→ YOUR OBJECTIVE
The listing below is to be duplicated exactly, with every picture omitted.

--- START ---

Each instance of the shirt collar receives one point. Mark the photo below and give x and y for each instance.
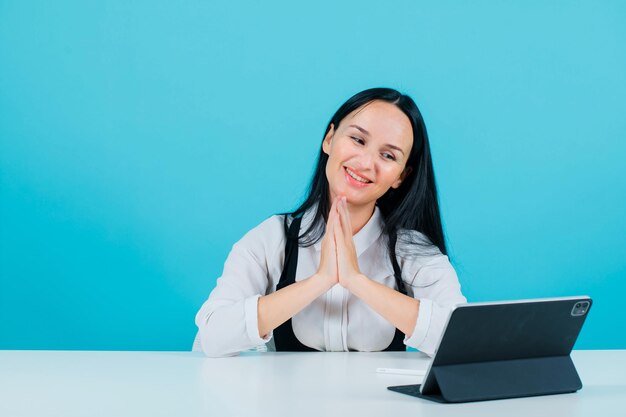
(363, 239)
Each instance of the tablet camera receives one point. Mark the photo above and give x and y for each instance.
(580, 308)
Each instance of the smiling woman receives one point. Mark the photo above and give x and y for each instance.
(361, 264)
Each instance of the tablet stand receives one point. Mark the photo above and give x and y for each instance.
(480, 381)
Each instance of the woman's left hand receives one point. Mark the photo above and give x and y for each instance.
(347, 264)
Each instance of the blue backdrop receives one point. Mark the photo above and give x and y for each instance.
(139, 140)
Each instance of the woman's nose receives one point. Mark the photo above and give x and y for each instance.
(366, 161)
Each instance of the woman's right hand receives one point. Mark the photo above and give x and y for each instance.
(327, 270)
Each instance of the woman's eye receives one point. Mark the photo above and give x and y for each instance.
(358, 140)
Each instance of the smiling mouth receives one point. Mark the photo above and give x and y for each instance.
(356, 177)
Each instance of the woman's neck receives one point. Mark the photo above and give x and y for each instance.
(360, 215)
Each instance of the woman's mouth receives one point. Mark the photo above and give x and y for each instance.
(356, 179)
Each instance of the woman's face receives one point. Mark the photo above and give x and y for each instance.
(367, 152)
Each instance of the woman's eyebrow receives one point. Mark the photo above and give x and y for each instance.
(365, 132)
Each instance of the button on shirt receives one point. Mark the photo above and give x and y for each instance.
(337, 320)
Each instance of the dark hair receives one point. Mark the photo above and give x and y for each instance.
(413, 206)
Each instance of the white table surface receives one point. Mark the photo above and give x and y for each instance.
(117, 384)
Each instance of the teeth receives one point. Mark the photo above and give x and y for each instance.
(356, 177)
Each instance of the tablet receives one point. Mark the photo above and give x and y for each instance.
(505, 349)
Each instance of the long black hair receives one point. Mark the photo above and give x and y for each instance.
(413, 206)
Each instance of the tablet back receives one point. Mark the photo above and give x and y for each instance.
(507, 349)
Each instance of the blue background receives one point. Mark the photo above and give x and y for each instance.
(139, 140)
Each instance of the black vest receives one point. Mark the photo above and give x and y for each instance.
(284, 338)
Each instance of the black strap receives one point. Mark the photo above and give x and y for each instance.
(284, 338)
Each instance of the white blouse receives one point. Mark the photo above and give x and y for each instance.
(337, 320)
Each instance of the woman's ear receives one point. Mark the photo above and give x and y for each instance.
(328, 139)
(402, 176)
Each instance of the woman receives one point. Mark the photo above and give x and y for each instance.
(361, 264)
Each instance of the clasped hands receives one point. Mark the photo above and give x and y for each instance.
(338, 260)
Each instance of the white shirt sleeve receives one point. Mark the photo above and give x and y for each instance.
(228, 320)
(437, 287)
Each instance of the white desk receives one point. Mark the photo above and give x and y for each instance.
(117, 384)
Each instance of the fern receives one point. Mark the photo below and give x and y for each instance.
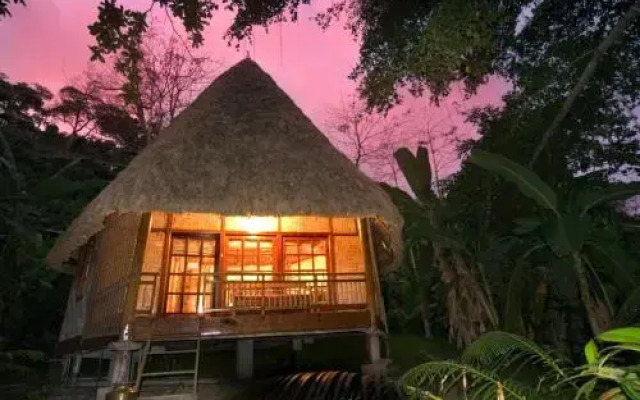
(429, 380)
(502, 350)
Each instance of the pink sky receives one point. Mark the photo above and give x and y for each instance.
(47, 43)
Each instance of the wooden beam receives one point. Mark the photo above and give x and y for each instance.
(136, 268)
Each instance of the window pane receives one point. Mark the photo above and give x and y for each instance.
(191, 283)
(207, 284)
(233, 263)
(193, 246)
(208, 248)
(306, 263)
(145, 298)
(205, 303)
(348, 254)
(208, 265)
(179, 246)
(234, 247)
(320, 246)
(193, 265)
(305, 246)
(189, 303)
(177, 264)
(173, 303)
(320, 263)
(175, 283)
(154, 252)
(291, 246)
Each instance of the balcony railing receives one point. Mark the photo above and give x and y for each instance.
(293, 291)
(274, 292)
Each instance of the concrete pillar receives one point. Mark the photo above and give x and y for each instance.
(373, 346)
(244, 358)
(121, 361)
(76, 362)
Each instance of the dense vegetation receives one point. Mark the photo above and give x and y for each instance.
(530, 241)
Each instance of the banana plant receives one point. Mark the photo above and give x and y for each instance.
(504, 366)
(470, 310)
(570, 229)
(603, 375)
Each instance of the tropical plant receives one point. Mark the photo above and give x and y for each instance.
(605, 375)
(573, 230)
(497, 366)
(470, 310)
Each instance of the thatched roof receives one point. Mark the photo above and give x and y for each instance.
(243, 147)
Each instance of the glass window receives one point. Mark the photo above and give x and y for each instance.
(190, 281)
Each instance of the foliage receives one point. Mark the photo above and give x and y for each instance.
(501, 365)
(46, 178)
(469, 307)
(571, 232)
(101, 104)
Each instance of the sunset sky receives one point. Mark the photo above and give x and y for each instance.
(47, 42)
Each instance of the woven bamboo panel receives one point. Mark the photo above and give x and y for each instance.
(345, 226)
(348, 254)
(196, 222)
(305, 224)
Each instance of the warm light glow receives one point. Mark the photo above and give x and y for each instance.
(200, 305)
(257, 224)
(192, 266)
(252, 224)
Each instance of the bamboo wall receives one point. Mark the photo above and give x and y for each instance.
(115, 269)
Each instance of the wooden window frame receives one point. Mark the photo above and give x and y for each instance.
(184, 274)
(220, 262)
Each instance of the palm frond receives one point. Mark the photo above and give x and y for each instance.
(499, 350)
(441, 377)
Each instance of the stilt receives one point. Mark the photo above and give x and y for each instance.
(244, 358)
(76, 362)
(121, 361)
(373, 346)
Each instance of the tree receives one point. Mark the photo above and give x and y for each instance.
(104, 104)
(572, 230)
(45, 183)
(469, 305)
(503, 366)
(368, 138)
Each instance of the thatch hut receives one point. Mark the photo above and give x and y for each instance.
(240, 221)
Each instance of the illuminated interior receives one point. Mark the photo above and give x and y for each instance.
(200, 263)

--- END ---

→ SOLUTION TO THE EXERCISE
Each instance of the shirt collar receives one point. Mark the photo below and give x and y for each instance.
(363, 239)
Each instance of the tablet camera receives one point. Mark the photo above and give x and y for each instance.
(580, 308)
Each instance of the smiling woman receives one point. Mark the photo above and give x and y for each instance.
(361, 264)
Each instance of the tablet stand receives one point. Mark the photo above and give x and y for each instance.
(480, 381)
Each instance of the woman's left hand receives one point. Mark the photo above and give x and y for each instance.
(347, 264)
Each instance of the blue backdrop receives one point. Mark the photo above and give x and y for each instance.
(139, 140)
Each instance of the woman's nose receives one point. Mark the photo above and give x and y for each instance.
(366, 161)
Each instance of the woman's right hand receives one point. Mark the photo above and give x and y for each instance.
(327, 270)
Each instance of the woman's eye receives one point. Mark the photo above and give x and y for each instance.
(358, 140)
Each instance of the smiling mouth receives one point. Mark the photo above and give x and y for each instance.
(356, 177)
Each instance of the woman's neck receives one point. Mark the photo above and give x and y for each instance.
(360, 215)
Each instance of the woman's mouth receives one point. Mark the photo above and give x and y for each instance.
(356, 179)
Each instance of the woman's face receives one point. Mark the photo above and give x and y for each instance.
(367, 152)
Each instance of the woman's eyebrow receives one point. Mark the photo above and give x and y for each instance.
(365, 132)
Each instance of the button on shirt receives one point. Mark the photo above and give x and y for each instance.
(337, 320)
Each instance of the dark hair receives one point. Mark the photo above and give x and y for each instance.
(413, 206)
Each instance of the white table surface receives one point. Mark the photo above and give x and y for each instance.
(117, 384)
Each instance of the teeth receives one point. Mark the photo above and give x and y for each instance.
(356, 177)
Each instance of the tablet receives one point. Mark the photo above and give x and y for each instance.
(505, 349)
Each instance of the long black hair receives one point. Mark the photo above and give x and y for each instance.
(413, 206)
Each instance of the tablet back receives one point. Mark the photo above and give x and y for each instance.
(507, 349)
Each instance of the blue background receives one point. Mark the photo above and give x and y for each instance.
(139, 140)
Each instance of the black vest receives one point. Mark the photo above and give x and y for each instance.
(284, 338)
Each instance of the black strap receives one point. Mark the photo above and give x and y for each instance.
(284, 338)
Each instance of the white blouse receives one point. Mark the photo above and give x and y for each instance.
(337, 320)
Each instance of the woman's ear receives one point. Mark the photo above and give x and y for each instance.
(328, 139)
(402, 176)
Each instance of the woman receives one point. Mark the photo above and give x and y for each instance.
(361, 264)
Each instance of the clasped hands receives one point. Mark the photo above and give x and y for each instance.
(338, 260)
Each instance of the white shirt sleeve receives one point. Mark the photo above and give x and y for each instance.
(228, 320)
(437, 287)
Each instance of the white desk receives one point. Mark the photo above and give x and y for each instance.
(117, 384)
Each instance of the fern receives one point. Mark the photo below and give x and y for each instance.
(429, 380)
(502, 350)
Each instance of the pink sky receives one point. Mark the photo above and give x and y for each instance.
(47, 43)
Each instance of the wooden beam receives one point. Mark the photo above and give x and y for each instance.
(136, 268)
Each instance of the window pane receives one point. Mark the photo above and give x and y for each instance.
(191, 283)
(207, 284)
(233, 263)
(193, 246)
(208, 248)
(306, 263)
(145, 298)
(205, 303)
(348, 254)
(208, 265)
(179, 246)
(234, 247)
(320, 246)
(193, 265)
(305, 246)
(189, 303)
(177, 264)
(173, 303)
(320, 263)
(175, 283)
(154, 252)
(291, 246)
Each instance of the balcony railing receives one point. Mark the photo above and give x and y for each instance.
(293, 291)
(274, 292)
Each instance of the concrete pillar receives one point. Mark the photo above and give x and y for each instance.
(373, 346)
(244, 358)
(121, 361)
(76, 362)
Each instance of the dense vegetation receives one point. Mark the photo above and give x and y for each instance.
(530, 241)
Each instance of the banana plant receives one point. Mark the photo above and give x and y for each instance.
(504, 366)
(470, 310)
(570, 229)
(603, 375)
Each instance of the tropical plant receives one point. Mark the photo above and give x and y for each instance.
(605, 375)
(573, 230)
(497, 366)
(470, 310)
Each instance of the thatched roof receives one point. Mark the photo above and give x and y for each instance.
(243, 147)
Each instance of the glass window receives one point. Mark the photo above and give x and y for each instance.
(190, 281)
Each instance of the foliage receives one point. Mark the photo above and give x and y for each instance.
(501, 365)
(46, 178)
(469, 307)
(571, 232)
(101, 104)
Each instance of the sunset sky receives one point. Mark the photo above and give x and y for each instance.
(47, 42)
Each instance of the woven bamboo panel receives one point. Mark the photo above and give x and y for each instance.
(345, 226)
(348, 254)
(196, 222)
(305, 224)
Each instance of the warm light glow receives one point. Mark the photo above and give x and y for each instance.
(200, 305)
(257, 224)
(192, 266)
(252, 224)
Each instance of the bamboo wall receives one point. Mark the photo above and give x and y for each instance.
(115, 269)
Each instance of the wooden window frame receives one point. Mark the photo above and give x and y for each instance.
(184, 274)
(220, 262)
Each instance of the palm frond receives one point. Mark the photo above and give x and y for each instance.
(499, 350)
(441, 377)
Each instance of the stilt receives one point. Mark the photo above and give x and y for each instance.
(244, 358)
(76, 362)
(121, 361)
(373, 346)
Each instance of the tree receives one point. Mark the photo above and give x and y for each instance.
(104, 104)
(572, 230)
(45, 183)
(469, 305)
(503, 366)
(368, 138)
Each instance of the thatch hut receives one point. Mark the photo above and give x and y for each instance.
(240, 221)
Each instance of the illuminated interior receives one point. Mark the photo above and give x and y for each instance.
(200, 263)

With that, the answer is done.